Referring expression data
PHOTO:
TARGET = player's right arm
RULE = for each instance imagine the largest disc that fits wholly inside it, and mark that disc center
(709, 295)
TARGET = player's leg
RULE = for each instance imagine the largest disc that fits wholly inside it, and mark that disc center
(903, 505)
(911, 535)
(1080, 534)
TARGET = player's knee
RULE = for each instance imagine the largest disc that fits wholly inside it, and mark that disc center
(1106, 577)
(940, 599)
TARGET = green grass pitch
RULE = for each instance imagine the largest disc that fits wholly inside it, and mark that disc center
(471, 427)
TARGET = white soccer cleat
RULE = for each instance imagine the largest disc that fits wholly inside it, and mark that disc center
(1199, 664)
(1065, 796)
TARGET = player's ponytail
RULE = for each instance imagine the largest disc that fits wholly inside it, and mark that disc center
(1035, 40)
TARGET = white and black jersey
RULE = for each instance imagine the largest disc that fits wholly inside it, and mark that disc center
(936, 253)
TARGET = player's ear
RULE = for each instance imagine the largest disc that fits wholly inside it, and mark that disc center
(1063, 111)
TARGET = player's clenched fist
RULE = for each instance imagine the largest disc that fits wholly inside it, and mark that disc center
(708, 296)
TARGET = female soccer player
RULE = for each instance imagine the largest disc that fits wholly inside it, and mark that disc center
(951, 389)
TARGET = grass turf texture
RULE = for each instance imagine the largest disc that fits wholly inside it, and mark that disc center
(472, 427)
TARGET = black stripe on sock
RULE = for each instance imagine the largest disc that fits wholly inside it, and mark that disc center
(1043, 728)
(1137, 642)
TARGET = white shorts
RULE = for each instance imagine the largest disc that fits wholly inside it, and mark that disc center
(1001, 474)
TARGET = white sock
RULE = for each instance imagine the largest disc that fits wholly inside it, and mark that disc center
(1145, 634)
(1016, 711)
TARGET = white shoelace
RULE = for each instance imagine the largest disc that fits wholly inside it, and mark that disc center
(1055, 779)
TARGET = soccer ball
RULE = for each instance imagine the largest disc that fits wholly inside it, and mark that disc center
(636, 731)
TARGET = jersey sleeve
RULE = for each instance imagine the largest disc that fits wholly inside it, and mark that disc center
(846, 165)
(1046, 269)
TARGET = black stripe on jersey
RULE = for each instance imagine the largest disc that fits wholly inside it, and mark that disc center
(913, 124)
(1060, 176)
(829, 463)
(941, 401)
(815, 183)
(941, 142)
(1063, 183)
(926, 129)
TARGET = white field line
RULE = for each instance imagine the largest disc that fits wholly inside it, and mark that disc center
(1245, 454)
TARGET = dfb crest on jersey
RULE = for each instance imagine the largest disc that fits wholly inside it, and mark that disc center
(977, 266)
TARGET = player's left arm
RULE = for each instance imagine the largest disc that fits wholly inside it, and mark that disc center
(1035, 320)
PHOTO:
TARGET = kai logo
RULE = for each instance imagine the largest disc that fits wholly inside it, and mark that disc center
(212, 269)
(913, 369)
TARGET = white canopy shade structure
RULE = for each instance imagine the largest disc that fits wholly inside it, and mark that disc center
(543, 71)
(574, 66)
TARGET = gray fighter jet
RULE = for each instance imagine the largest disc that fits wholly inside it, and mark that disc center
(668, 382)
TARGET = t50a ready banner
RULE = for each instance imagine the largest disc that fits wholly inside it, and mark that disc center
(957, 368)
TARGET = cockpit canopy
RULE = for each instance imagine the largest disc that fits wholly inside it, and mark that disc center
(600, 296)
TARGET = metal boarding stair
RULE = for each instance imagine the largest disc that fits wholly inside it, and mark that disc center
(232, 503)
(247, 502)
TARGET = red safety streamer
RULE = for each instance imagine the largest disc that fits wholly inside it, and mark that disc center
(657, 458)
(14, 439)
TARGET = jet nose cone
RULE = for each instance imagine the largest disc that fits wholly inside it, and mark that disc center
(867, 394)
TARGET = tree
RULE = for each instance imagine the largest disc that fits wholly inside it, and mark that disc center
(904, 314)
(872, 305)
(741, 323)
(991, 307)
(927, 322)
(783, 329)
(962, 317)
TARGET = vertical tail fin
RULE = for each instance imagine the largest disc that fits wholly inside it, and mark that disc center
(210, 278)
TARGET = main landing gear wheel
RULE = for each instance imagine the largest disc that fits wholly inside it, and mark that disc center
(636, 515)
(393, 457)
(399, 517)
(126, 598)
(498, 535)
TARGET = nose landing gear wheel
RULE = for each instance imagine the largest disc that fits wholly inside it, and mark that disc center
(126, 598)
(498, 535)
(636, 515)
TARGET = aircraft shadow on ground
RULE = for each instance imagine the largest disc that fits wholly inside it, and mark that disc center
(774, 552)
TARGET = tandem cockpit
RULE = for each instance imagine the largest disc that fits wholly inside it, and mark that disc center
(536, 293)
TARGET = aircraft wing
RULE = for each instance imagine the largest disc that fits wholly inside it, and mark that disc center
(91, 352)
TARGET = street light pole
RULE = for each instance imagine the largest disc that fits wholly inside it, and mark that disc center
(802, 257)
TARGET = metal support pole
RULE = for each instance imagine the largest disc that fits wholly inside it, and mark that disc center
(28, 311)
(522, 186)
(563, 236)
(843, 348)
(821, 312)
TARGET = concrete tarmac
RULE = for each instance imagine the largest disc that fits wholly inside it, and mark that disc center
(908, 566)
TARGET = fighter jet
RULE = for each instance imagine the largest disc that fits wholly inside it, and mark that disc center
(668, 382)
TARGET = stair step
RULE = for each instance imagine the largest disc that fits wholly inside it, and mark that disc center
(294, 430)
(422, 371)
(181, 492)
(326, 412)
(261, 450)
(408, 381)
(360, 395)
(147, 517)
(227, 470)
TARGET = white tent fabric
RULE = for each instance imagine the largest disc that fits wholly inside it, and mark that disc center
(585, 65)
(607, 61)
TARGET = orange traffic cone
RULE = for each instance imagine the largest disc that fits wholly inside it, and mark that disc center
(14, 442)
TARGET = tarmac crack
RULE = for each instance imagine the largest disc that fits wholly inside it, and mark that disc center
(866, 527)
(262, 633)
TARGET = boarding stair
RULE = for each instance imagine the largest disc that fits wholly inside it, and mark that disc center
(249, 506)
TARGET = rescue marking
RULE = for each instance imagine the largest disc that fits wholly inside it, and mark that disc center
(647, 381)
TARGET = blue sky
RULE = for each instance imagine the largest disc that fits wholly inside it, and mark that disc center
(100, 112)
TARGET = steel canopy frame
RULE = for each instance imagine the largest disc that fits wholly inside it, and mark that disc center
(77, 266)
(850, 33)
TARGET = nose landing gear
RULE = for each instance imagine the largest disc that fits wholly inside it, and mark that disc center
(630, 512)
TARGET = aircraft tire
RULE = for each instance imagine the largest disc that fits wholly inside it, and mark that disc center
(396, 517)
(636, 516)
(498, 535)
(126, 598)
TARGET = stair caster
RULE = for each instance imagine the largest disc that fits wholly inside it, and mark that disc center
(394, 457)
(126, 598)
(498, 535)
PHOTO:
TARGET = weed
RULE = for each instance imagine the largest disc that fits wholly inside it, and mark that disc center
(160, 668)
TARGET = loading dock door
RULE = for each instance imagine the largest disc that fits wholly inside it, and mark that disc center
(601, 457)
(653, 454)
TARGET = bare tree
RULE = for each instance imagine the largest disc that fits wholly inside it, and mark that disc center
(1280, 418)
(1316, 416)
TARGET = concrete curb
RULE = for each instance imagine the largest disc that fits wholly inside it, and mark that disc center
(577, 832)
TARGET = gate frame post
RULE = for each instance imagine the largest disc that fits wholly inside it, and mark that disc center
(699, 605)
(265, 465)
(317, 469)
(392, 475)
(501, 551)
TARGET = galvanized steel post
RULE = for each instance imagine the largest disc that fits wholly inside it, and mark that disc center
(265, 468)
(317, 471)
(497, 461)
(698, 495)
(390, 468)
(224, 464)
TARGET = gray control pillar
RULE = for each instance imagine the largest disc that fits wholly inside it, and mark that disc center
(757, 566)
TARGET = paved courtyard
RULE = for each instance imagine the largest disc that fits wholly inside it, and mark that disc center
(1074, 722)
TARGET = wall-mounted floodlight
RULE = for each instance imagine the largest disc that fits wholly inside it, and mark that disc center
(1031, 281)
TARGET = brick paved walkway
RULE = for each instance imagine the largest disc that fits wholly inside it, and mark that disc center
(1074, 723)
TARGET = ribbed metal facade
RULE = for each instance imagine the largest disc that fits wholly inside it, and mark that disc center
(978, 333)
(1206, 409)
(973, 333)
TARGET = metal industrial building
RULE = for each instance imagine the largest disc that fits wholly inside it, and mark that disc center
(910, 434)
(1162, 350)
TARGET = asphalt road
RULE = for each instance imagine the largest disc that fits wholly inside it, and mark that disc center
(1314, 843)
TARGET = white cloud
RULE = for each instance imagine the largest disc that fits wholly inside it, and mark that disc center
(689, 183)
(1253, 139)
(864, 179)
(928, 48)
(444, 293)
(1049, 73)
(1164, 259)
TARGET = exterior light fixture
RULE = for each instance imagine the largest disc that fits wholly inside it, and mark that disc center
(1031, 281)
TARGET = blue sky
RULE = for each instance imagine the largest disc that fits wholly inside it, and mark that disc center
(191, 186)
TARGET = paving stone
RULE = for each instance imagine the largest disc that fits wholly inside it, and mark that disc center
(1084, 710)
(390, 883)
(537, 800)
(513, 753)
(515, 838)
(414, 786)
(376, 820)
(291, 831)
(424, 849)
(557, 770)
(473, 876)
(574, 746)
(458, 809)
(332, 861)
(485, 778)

(Task prompt): Transcribe the records above from the line holding "TARGET = stair step" down to the line holding "TARGET = boarding stair", inclusive, without adding anything.

(The completed task):
TARGET = stair step
RULE = for each instance imagine the largest disc that fits wholly inside it, and mark that disc center
(294, 430)
(422, 371)
(181, 492)
(326, 412)
(261, 450)
(408, 381)
(360, 395)
(147, 517)
(227, 470)
TARGET = white tent fabric
RULE = for each instance imagine the largest disc that fits wholly inside it, and mark that disc center
(585, 65)
(607, 61)
TARGET = orange traffic cone
RULE = for each instance imagine the largest disc that fits wholly inside it, and mark that disc center
(14, 442)
TARGET = tarmac crack
RULE = for each instance imagine the largest disc that fits wholly inside it, and mark that disc center
(866, 527)
(262, 633)
TARGET = boarding stair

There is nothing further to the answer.